Selection >>
###

# Purse stolen ....I am still shaking !



## poochie2 (Jan 14, 2010)

This morning I went to Costco and I brought quite a bit a cash on me because I was looking to buy a dresser drawer. Instead I only bought a few groceries.
As I walked over to my SUV I put my purse on the passenger side seat and closed the door. As I was loading up my trunk I heard some noise when I looked it was a lady who opened up my car door, stole my purse and took off running into the get away vehicle.:blink:
I screamed so loud and I was trembling . All the people in the parking lot came running to me and they called police. All my credit cards, SIN, health card, cash, photos.....everything GONE:w00t: I had everything in there and I am so so so upset. I believe in Karma and I hope this lady gets caught. The police said they cannot do anything about it cause it happens all the time.


----------



## heartmadeforyou (May 16, 2009)

OMG, I'm so sorry this happened to you! Get busy reporting stolen cards and cell phone right away (I had a $250 bill when my cell was stolen because the thief downloaded a bunch of ring tones and music.)

Maybe you should call a news station. This lady has obviously done this kind of thing in the past and if your news station airs the story it could prevent another theft or even cause the lady to be caught.

Good luck.


----------



## Canada (Jun 4, 2009)

What an upsetting thing to have happened!
I am glad you are okay (physically).
What a shake up.
Can Costco check their security tapes of the parking lot for the theifs picture?


----------



## jerricks (Dec 24, 2007)

what a nightmare, I hope she gets what is coming to her too, and Miki is right, get busy and call all the right people to get ahead of her!!


----------



## mysugarbears (Aug 13, 2007)

I am so sorry this happened. Start calling about your credit cards, cell phone, your bank, everything. I would also check with the security at Costco they should have a tape if they have video cameras in their parking lot, and the police should have done a report. Sometimes the police are the only ones that can request a copy of the tape from Costco in an instance like this.


----------



## LJSquishy (Feb 27, 2008)

###

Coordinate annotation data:

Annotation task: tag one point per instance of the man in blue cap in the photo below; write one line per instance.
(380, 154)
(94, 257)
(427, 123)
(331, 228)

###

Set task 1 >> Copy the passage of the purse theft thread word for word, starting at "Maybe you should" and ending after "to be caught.".
Set task 2 >> List every username that heads a post in the purse theft thread.
Set task 3 >> Render this sentence from the purse theft thread in French: "The police said they cannot do anything about it cause it happens all the time."

Exercise solution 1 >>
Maybe you should call a news station. This lady has obviously done this kind of thing in the past and if your news station airs the story it could prevent another theft or even cause the lady to be caught.

Exercise solution 2 >> poochie2, heartmadeforyou, Canada, jerricks, mysugarbears, LJSquishy

Exercise solution 3 >> La police a dit qu'elle ne pouvait rien faire à ce sujet parce que cela arrive tout le temps.